**Challenge A:**
Rewrite the records below from their start up to and including the line that contains "POLYGON ((232 320, 254", and shift every coordinate in the answers by adding -29. Keep the requests in those lines.

**Extracted text:**
○ ○ ○ ○

In today's world, we often find ourselves dealing with distributed systems. These take many forms and shapes and are created for all sorts of reasons and purposes. Take the Internet for example, it is a vast network of computers, used mostly for communications. But this is not the limit of a distributed system.

There are several reasons why you might want to consider building or using a distributed system as opposed to a single computer environment.

If you need more CPU processing power than is available in your computer, you might want to offload the CPU work onto other workstations on the network.

If you need more memory or storage capacity, you might offload your data to a machine on the network that has the capacity, or offload it to many nodes across the network.

If you want reliability, you might want to create several clone processes on several machines (in separate places) so that in case one fails, the other ones take over.

There are literally thousands of reasons why you'd want to utilize and work with many computers as opposed to just one. The following discussion will only mention some of the key reasons/techniques, and if you're seriously interested in this area, you should read up just about every book that has `distributed' in its title.

Introduction

Before going on a quest to build a distributed system, you must understand why you need it, and exactly what you will be distributing: memory or CPU, or both. Or do you need it for communications, and/or reliability?

An example of CPU distributed app: If my computer cannot factor a 100 digit number, maybe 1000 computers all across the Internet will be able to do that.

An example of a memory distributed app: I don't have enough memory to hold every song ever recorded, but if I ever need something in particular, perhaps I can find it someplace online.

An example of where you need both CPU and memory: I cannot perform a 1000x1000 matrix multiplication in a reasonable amount of time, so I'll enlist the help of a few thousand computers.

An example of communication: My letters take a few days to arrive via mail, but I can send an e-mail that arrives anywhere in the world in seconds.

An example of reliability: If my company computer goes down, I won't be able to service customers, but if I create a backup computer, then I can just fall back on the one that works in case of emergencies.

Other major reasons include bandwidth - many companies distribute their servers so they can handle huge numbers of users at the same time, with little possibility that any single problem would bring down the whole network.

So as you see, there are many reasons to have distributed systems.

Isn't this just Client/Server?

○ ○ ○ ○

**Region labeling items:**
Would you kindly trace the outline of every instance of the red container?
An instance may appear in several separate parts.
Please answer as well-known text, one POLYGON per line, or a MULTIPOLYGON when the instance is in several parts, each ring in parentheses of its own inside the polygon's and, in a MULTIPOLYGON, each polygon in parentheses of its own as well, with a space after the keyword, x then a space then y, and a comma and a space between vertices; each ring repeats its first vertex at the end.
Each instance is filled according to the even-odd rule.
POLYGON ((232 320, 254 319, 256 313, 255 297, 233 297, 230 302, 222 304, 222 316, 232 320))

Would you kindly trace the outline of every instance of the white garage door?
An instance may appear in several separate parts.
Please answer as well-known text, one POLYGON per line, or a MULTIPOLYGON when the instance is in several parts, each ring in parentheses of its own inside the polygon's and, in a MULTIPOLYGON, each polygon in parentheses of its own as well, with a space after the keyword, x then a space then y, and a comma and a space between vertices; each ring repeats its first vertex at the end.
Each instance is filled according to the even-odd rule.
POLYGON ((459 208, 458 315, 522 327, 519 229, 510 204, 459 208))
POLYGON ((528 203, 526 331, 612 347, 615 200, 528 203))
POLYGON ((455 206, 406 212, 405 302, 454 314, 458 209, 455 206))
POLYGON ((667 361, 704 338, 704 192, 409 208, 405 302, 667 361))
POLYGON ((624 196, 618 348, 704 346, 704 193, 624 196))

○ ○ ○ ○

**Challenge B:**
According to the text on distributed systems, why do many companies distribute their servers?

**Response A:**
Would you kindly trace the outline of every instance of the red container?
An instance may appear in several separate parts.
Please answer as well-known text, one POLYGON per line, or a MULTIPOLYGON when the instance is in several parts, each ring in parentheses of its own inside the polygon's and, in a MULTIPOLYGON, each polygon in parentheses of its own as well, with a space after the keyword, x then a space then y, and a comma and a space between vertices; each ring repeats its first vertex at the end.
Each instance is filled according to the even-odd rule.
POLYGON ((203 291, 225 290, 227 284, 226 268, 204 268, 201 273, 193 275, 193 287, 203 291))

**Response B:**
They can then handle huge numbers of users at the same time, with little possibility that any single problem would bring down the whole network.